- [Data provided]
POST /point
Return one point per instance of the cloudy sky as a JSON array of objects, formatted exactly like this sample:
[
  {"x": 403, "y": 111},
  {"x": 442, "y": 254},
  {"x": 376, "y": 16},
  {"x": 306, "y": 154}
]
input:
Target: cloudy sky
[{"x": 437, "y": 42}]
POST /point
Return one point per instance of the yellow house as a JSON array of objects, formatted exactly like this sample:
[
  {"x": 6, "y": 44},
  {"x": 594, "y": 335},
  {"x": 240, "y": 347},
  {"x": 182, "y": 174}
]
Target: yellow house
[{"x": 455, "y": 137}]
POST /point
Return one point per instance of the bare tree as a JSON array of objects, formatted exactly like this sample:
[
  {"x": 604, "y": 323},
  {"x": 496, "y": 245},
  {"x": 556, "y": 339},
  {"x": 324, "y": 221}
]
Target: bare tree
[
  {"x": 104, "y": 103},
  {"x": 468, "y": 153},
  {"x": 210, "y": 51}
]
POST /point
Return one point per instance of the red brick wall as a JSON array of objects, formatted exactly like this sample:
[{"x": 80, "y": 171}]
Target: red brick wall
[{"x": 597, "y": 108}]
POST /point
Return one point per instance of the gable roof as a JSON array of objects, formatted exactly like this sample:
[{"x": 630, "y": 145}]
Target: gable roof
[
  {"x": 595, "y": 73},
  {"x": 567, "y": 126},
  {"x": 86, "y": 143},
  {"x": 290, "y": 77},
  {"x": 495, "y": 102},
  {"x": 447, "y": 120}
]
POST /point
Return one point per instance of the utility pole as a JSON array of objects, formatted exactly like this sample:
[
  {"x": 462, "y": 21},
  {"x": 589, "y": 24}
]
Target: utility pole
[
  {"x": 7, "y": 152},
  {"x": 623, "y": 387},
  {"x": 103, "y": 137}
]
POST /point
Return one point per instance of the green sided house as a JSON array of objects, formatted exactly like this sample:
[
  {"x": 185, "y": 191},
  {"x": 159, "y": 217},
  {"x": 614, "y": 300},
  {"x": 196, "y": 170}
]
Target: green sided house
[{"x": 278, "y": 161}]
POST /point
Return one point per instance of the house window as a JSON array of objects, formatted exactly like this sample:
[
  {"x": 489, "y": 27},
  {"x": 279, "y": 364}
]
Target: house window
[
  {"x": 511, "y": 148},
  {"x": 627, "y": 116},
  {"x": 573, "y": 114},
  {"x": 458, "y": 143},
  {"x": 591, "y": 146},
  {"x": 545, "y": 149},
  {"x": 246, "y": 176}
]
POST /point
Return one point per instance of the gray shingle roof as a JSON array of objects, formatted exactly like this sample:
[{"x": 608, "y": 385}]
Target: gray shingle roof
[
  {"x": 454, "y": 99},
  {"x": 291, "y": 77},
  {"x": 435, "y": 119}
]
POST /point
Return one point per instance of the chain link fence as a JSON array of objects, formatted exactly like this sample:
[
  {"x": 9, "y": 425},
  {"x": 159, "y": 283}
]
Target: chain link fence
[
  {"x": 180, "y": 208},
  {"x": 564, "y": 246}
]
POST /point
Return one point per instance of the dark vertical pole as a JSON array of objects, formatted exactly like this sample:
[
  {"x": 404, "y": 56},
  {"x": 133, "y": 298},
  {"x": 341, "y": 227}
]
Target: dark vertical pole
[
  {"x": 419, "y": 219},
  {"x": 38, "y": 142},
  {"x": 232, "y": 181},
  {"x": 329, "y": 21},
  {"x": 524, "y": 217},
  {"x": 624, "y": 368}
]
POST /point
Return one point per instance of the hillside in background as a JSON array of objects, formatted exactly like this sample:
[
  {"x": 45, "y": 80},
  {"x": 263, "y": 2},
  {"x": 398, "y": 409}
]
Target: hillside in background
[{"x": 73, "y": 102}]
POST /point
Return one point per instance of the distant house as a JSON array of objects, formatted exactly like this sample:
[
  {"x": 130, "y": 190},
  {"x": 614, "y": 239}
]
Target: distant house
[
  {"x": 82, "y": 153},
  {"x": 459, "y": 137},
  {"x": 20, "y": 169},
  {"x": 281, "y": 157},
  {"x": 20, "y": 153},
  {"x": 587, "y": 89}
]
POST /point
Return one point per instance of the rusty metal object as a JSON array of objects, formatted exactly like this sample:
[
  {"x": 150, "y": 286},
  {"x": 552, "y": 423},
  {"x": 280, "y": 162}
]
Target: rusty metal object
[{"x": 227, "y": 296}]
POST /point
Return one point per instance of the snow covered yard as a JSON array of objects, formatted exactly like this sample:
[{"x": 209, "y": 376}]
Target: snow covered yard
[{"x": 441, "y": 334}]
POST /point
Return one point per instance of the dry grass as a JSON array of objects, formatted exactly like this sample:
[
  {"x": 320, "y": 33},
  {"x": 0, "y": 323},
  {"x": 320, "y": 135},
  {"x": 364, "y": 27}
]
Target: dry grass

- [Set exercise]
Count the lines in the records above that contain the word "roof" and reply with that number alone.

- [Answer]
4